Labeled-object pointing entries
--- begin ---

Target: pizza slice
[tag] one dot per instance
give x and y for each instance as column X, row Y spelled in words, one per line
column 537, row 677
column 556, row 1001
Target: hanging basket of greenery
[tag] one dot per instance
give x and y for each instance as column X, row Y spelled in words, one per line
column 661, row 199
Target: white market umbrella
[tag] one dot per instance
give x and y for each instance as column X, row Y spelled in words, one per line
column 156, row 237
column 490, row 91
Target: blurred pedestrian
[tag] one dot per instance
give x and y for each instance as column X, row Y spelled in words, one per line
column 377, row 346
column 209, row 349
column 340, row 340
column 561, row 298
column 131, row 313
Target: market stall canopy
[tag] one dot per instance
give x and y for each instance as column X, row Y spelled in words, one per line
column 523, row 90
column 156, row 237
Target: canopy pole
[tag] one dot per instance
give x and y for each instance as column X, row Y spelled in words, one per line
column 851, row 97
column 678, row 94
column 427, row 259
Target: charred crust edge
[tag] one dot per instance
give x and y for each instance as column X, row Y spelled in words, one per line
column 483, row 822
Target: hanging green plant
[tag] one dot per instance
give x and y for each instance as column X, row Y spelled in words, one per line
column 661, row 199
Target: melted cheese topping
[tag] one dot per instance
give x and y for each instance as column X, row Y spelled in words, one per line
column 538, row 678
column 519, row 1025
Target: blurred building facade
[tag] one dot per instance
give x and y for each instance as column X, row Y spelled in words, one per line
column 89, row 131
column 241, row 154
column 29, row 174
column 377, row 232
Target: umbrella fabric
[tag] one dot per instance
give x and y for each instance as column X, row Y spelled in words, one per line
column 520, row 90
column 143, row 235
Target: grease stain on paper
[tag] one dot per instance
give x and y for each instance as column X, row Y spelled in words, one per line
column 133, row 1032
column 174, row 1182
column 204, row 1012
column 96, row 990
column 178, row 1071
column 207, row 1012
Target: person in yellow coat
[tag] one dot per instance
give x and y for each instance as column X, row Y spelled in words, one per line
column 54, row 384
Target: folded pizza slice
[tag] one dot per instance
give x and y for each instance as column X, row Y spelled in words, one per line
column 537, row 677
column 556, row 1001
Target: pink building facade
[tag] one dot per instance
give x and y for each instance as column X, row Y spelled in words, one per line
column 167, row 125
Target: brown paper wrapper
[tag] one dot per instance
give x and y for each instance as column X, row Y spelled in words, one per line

--- end ---

» **SHORT TASK**
Set down, word for word, only the lines running from the line with "Target: market stall canopy" to the last line of the listing above. Both of those lines belong in your answer.

» **ANSWER TO THIS TASK**
Target: market stall canopy
[tag] one dot per instance
give x and y for each instance as column X, row Y spelled in words, one per line
column 523, row 90
column 156, row 237
Target: canopy pole
[tag] one dot per instance
give x and y for each instance as column X, row Y spelled in words, one per line
column 851, row 97
column 678, row 94
column 427, row 259
Target: charred crust edge
[tag] one dot per instance
give x and y for each instance as column X, row Y spelled in words, one per line
column 483, row 822
Target: hanging green plant
[tag] one dot per instance
give x and y for each instance as column X, row Y spelled in words, one per line
column 661, row 199
Target: melted cheese topping
[tag] one dot per instance
give x and y for each instance as column X, row Y spelled in words, one per line
column 538, row 678
column 519, row 1025
Target: blurred building facade
[tag] one dot per instance
give x and y for each instance as column X, row Y spelled in words, one per line
column 89, row 131
column 241, row 154
column 29, row 174
column 377, row 232
Target: umbrella fabric
[tag] one dot per instance
give x and y for each instance as column X, row Y spelled in words, one per line
column 520, row 90
column 143, row 235
Target: grease stain on paper
[tag] one dot per instance
give x and y for each instance as column X, row Y spelled in words, one per line
column 133, row 1032
column 174, row 1182
column 204, row 1012
column 96, row 990
column 178, row 1071
column 207, row 1012
Target: person in yellow coat
[tag] one dot per instance
give x and y for each instance as column X, row Y spelled in words, one per line
column 54, row 384
Target: folded pizza slice
[tag] one dot per instance
give x and y for each instance as column X, row Y spelled in words, one per line
column 537, row 677
column 556, row 1001
Target: pink building facade
[tag] one dot per instance
give x and y for each instance as column X, row Y spelled in words, one per line
column 167, row 125
Target: brown paper wrapper
[tag] one dot per instance
give x and y for each instance as column X, row Y spelled in words, one per line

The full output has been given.